We don't allow ourselves that liberty with the Holocaust. You know, a Holocaust Western, a Holocaust science-fiction movie, a Holocaust comedy, a Holocaust set in Bolivia, all of these feel like oxymorons to us. So in the essay, I discuss many things, but one of them is "Why do we limit our representations of the Holocaust so much? Why must a Holocaust story necessarily feature Jews and Germans and be set between 1939 and 1945? Why is it so historicized?" That's very unusual among historical events. We have no problems looking at Napoleon historically and then doing something else with him. With the Holocaust, we're very, very attached to doing nothing but the historical. And I discuss the problems with doing that. If something feels historical, it will feel more and more like something of the past. And the fact is, we clothe the Holocaust in very old clothing. We always see the Holocaust in terms of black-and-white images, barking Germans, cowering Jews. We know very well-known fixed places like Auschwitz, Birkenau, Treblinka, and Beltzec. Instead, war can live in a couple having a spat, when we say, "That was a real war." We very rarely have the Holocaust live in the terms of today. And I think that's a problem, because it becomes ancient history.

History has to become story, and the Holocaust hasn't. I discuss that in the essay, and then in the novel, I try to do a non-historical representation take on the Holocaust. It's a story featuring a monkey and a donkey, and it's set on a shirt. And the shirt is both a shirt and a country. So it's a very far cry from your standard Holocaust story.

AVC: It seems odd that you said Life Of Pi was easy, though years of research went into it. It seems like you're going through a similar process with 20th-Century Shirt. What's your research process like?

[Source data]
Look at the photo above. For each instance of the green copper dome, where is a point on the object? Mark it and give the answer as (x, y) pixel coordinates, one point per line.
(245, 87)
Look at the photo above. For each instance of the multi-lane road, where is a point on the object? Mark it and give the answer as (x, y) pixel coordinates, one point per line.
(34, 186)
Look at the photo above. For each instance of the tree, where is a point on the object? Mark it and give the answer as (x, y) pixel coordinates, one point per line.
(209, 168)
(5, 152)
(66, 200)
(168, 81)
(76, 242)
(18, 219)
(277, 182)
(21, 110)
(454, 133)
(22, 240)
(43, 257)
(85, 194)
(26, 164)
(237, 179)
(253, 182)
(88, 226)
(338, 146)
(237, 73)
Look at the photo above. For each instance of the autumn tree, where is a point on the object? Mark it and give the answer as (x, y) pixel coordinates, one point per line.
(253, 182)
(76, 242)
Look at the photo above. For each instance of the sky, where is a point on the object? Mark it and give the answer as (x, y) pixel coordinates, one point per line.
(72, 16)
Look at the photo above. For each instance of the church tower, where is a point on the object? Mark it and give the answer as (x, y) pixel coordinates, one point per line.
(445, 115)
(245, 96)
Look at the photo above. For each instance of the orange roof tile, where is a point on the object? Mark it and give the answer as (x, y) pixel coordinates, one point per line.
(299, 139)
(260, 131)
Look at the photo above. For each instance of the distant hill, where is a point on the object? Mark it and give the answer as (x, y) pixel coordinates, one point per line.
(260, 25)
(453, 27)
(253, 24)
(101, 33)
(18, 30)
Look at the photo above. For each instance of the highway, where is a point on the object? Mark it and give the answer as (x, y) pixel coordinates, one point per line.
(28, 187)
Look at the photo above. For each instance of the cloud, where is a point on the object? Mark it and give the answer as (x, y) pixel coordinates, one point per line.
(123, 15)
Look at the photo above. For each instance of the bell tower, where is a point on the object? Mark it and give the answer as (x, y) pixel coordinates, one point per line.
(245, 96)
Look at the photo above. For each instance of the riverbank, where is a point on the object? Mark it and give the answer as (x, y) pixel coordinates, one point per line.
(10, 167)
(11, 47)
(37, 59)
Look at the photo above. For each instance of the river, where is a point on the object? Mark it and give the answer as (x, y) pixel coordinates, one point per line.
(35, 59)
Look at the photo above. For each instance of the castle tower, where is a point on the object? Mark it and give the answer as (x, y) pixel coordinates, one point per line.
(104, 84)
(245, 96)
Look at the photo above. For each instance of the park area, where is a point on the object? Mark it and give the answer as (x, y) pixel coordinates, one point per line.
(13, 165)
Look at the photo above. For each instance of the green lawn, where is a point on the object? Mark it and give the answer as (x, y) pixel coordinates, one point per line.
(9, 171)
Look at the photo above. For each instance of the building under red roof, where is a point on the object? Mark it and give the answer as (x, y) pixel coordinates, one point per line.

# Problem to work on
From the interview passage on representing the Holocaust, quote everything starting with "History has to" and going on through "standard Holocaust story.". The listing has no role in this exercise.

# Written solution
History has to become story, and the Holocaust hasn't. I discuss that in the essay, and then in the novel, I try to do a non-historical representation take on the Holocaust. It's a story featuring a monkey and a donkey, and it's set on a shirt. And the shirt is both a shirt and a country. So it's a very far cry from your standard Holocaust story.